*INFORMATION:*
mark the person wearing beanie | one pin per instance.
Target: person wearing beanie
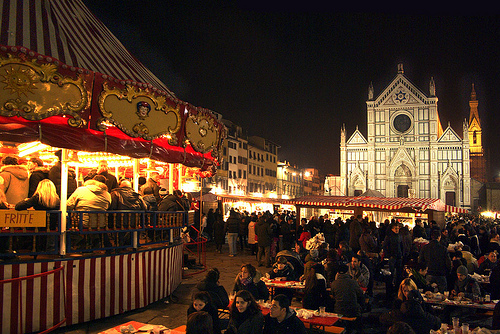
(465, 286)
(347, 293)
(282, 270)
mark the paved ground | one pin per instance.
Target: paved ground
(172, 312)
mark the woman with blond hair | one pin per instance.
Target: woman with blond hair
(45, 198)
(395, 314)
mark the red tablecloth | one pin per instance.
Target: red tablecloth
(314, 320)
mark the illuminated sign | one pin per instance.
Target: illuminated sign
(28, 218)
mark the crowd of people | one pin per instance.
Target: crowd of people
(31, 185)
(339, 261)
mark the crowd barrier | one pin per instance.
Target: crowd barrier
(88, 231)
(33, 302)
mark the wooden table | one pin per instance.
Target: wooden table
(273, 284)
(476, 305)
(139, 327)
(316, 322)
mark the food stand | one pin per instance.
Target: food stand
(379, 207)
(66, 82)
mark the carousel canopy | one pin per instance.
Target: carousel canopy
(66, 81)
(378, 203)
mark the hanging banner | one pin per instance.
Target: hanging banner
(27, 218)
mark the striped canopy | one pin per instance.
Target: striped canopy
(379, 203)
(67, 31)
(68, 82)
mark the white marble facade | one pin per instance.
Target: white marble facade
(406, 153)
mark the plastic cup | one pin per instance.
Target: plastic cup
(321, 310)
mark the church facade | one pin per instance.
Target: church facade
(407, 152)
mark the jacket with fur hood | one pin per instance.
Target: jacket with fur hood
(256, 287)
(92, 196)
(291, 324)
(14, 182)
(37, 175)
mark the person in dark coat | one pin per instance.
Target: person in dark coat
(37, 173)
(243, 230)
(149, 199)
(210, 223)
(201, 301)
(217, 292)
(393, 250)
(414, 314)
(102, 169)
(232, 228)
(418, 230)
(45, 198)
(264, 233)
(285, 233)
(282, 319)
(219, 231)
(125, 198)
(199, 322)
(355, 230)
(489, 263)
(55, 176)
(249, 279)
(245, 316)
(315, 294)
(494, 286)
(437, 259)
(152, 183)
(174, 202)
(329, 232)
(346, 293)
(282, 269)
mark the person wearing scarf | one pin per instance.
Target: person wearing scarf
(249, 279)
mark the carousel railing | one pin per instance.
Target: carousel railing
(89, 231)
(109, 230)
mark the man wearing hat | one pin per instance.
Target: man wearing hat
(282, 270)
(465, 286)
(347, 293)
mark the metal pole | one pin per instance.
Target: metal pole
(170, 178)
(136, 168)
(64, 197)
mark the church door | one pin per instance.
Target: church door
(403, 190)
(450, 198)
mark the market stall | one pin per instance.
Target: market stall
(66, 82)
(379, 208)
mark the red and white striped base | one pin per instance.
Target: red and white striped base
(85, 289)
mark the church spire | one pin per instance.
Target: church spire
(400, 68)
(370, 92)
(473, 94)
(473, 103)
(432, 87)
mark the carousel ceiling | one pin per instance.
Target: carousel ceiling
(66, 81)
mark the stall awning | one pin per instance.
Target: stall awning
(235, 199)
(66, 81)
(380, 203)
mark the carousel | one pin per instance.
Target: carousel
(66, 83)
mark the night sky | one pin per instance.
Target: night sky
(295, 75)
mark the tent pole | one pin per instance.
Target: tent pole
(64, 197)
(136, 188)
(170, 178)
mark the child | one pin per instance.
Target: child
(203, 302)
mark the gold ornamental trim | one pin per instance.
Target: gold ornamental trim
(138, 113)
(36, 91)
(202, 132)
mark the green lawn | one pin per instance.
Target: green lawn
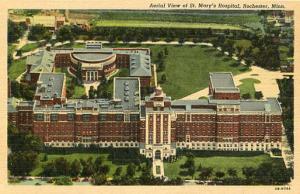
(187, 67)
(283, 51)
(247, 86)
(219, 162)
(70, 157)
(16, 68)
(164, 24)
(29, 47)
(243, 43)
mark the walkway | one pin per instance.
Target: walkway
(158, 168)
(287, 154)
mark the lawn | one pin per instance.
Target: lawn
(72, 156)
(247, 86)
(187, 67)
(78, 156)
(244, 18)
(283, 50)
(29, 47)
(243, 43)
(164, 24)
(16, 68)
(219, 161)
==
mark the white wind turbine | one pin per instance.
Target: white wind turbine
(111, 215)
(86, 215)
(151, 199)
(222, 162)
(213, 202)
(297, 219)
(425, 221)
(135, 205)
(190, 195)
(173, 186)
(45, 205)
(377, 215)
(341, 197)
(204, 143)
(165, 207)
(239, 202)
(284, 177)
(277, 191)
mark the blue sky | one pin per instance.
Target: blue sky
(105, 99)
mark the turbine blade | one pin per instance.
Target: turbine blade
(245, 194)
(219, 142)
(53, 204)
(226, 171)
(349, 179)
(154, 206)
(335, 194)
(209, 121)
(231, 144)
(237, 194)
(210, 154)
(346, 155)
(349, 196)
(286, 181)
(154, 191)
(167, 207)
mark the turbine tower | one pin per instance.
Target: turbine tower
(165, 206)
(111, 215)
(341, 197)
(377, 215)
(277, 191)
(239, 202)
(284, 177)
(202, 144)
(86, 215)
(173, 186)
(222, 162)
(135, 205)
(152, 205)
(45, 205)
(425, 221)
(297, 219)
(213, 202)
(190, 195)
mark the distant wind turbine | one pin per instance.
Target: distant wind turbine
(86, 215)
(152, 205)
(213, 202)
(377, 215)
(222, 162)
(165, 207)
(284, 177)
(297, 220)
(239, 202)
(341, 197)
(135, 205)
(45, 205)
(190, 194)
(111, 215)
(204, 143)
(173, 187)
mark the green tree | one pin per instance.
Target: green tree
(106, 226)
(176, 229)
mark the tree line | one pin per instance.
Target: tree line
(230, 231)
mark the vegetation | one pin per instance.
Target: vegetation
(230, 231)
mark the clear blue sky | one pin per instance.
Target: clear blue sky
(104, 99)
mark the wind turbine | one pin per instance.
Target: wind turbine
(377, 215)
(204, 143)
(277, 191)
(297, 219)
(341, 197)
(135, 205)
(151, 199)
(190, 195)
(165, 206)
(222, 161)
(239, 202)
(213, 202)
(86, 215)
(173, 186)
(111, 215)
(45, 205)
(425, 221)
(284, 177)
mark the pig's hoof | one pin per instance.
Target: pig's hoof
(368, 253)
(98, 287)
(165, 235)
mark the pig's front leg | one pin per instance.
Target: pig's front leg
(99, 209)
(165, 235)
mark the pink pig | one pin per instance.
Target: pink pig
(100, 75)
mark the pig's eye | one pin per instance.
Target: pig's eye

*WHAT TO WORK ON:* Would you please repeat exactly the lines above, starting at the line with "mark the illuminated" and stopping at the line with "mark the food stand | one pin per instance.", both included?

*OUTPUT OF THE TASK:*
mark the illuminated sign | one pin per instance.
Target: illuminated sign
(28, 218)
mark the crowd of people | one pin per instance.
Target: crowd of people
(31, 185)
(339, 261)
mark the crowd barrier | one pin per instance.
Target: crowd barrier
(88, 231)
(33, 302)
mark the wooden table | one pin per instance.
Target: wooden table
(273, 284)
(476, 305)
(139, 327)
(316, 322)
mark the food stand | one pin per instance.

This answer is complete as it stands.